━━━ PASSAGE PROVIDED
Tuesday 3 April 2018

Kashmir Diaries - II

Bonding over Kahwah and Wazwan

There is no greater equalizer than food, I believe and in Kashmir, the word kahwah is a passport to warmth and unlimited joy. Having read about the magical concoction called 'kahwah,' we were eager to experience the taste of the liquid heaven, after landing into Kashmir. For the first two days, we were unaware of what it would taste like and how the tea would feel in our mouths. The wait proved worth the time when we finally got to taste kahwah! It is not an exaggeration when I say that every cup of kahwah has a story - of how it is brewed what ingredients go into into it and how it is served after meals. I could narrate at least a dozen or more 'kahwah' stories and yes, this is what life is all about - Sipping on a cup of hot kahwah and discussing vital facts such as the brewing of the concoction! And wherever we were served kahwah, we were asked, "Do you like it?," "Has it been made in the proper manner?" "Did you enjoy the drink?" and so on. So much so, even while we were in Gulmarg, there were dozens of men selling kahwah out of a flask to the sing-song tunes of "Hot Kashmiri kahwah." 

Hilal, our lovely taxi-driver and guide


One specific incident which comes to my mind is that of Hilal, our taxi driver quipping, "Kahwah?! Who wastes time and gas preparing the drink? We don't. It's better to drink normal tea than brew kahwah which consumes a lot of time." If you read on the laborious preparation of kahwah, then you will have to agree with Hilal, the taxi-driver. But no worries, you could always buy kahwah powder which is readily available in many of the shops and a penny for your thoughts - We also bought one of those bottles and religiously drink kahwah everyday musing of the lovely Srinagar and the life there.
━━━━━━
━━━ RECORD EXCERPTS
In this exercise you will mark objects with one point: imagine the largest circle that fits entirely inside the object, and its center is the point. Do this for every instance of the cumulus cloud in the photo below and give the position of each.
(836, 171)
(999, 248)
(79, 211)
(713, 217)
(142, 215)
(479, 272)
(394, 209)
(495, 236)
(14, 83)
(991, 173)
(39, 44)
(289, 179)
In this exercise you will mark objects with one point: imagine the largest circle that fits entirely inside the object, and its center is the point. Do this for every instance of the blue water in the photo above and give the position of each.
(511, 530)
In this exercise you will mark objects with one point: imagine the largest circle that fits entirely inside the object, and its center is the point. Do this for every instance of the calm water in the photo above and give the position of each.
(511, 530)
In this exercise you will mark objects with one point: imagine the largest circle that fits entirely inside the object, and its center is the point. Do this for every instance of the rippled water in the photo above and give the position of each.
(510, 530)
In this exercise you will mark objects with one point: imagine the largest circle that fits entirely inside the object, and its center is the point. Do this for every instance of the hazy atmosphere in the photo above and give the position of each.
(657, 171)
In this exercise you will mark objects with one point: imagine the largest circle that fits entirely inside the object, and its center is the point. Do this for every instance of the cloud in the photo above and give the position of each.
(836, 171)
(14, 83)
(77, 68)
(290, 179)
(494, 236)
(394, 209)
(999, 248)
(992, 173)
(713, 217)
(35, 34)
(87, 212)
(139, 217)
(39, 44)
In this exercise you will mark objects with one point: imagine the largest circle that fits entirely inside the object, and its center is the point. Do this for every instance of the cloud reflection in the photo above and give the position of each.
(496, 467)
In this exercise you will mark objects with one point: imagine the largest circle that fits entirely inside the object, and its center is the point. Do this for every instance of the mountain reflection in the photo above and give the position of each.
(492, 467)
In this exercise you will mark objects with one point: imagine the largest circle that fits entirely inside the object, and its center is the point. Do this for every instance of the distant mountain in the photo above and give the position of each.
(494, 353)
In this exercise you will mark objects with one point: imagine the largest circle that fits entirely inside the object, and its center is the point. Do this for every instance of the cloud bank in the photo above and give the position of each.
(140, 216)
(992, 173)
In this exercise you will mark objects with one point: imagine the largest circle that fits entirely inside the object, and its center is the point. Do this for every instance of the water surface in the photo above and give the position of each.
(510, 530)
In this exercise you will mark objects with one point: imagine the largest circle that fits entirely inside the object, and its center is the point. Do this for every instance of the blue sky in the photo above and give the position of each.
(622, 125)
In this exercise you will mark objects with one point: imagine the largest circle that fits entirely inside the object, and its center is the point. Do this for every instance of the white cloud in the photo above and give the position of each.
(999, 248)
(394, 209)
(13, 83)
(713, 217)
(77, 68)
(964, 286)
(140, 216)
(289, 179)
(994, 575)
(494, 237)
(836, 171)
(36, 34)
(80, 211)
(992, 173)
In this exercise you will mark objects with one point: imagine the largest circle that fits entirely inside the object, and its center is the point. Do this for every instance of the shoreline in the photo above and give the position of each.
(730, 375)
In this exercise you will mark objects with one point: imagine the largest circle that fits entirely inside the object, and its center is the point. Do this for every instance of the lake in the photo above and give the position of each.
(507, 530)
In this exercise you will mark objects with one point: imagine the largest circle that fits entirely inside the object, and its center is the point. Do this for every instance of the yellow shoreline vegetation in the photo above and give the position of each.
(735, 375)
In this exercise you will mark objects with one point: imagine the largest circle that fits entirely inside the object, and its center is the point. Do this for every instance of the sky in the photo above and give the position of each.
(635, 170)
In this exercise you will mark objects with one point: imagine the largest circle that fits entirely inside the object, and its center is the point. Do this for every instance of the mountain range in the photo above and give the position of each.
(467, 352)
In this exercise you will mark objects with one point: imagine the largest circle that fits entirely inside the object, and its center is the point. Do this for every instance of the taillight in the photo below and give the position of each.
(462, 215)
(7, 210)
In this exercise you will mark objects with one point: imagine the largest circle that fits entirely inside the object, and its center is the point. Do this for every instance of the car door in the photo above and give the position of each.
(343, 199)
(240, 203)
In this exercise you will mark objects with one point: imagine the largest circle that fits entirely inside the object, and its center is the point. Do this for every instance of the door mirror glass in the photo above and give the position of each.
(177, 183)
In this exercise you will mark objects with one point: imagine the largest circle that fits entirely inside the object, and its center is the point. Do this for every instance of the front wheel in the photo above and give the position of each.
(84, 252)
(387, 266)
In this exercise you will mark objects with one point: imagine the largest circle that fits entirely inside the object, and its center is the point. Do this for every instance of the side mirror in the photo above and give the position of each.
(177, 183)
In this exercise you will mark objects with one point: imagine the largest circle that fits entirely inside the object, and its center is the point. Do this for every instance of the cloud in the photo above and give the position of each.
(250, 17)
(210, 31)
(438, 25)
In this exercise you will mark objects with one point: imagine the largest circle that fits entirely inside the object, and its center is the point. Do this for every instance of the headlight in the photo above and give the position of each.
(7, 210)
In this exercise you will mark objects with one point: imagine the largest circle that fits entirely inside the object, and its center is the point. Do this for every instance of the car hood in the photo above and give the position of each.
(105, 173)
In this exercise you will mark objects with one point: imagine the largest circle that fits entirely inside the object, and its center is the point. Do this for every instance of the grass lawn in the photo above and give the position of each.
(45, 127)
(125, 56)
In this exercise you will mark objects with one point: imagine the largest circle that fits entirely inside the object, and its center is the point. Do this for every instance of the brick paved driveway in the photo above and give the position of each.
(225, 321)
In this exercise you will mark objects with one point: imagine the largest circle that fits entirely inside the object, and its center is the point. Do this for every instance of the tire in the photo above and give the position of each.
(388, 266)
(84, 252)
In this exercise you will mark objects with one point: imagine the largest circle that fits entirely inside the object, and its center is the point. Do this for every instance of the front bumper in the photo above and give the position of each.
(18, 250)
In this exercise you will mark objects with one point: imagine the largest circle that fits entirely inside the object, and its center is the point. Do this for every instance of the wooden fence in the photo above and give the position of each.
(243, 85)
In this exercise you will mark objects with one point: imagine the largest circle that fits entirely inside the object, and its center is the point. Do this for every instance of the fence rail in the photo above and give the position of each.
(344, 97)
━━━━━━
▶ _REQUIRED ACTIONS_:
A – Translate this sentence from the Kashmir diary entry into Spanish: "The wait proved worth the time when we finally got to taste kahwah!"
B – Retype the part of the Kashmir diary entry between "One specific incident" and "the life there.", inclusive.

▶ _ANSWERS PER TASK_:
A – ¡La espera valió la pena cuando por fin pudimos probar el kahwah!

B –
One specific incident which comes to my mind is that of Hilal, our taxi driver quipping, "Kahwah?! Who wastes time and gas preparing the drink? We don't. It's better to drink normal tea than brew kahwah which consumes a lot of time." If you read on the laborious preparation of kahwah, then you will have to agree with Hilal, the taxi-driver. But no worries, you could always buy kahwah powder which is readily available in many of the shops and a penny for your thoughts - We also bought one of those bottles and religiously drink kahwah everyday musing of the lovely Srinagar and the life there.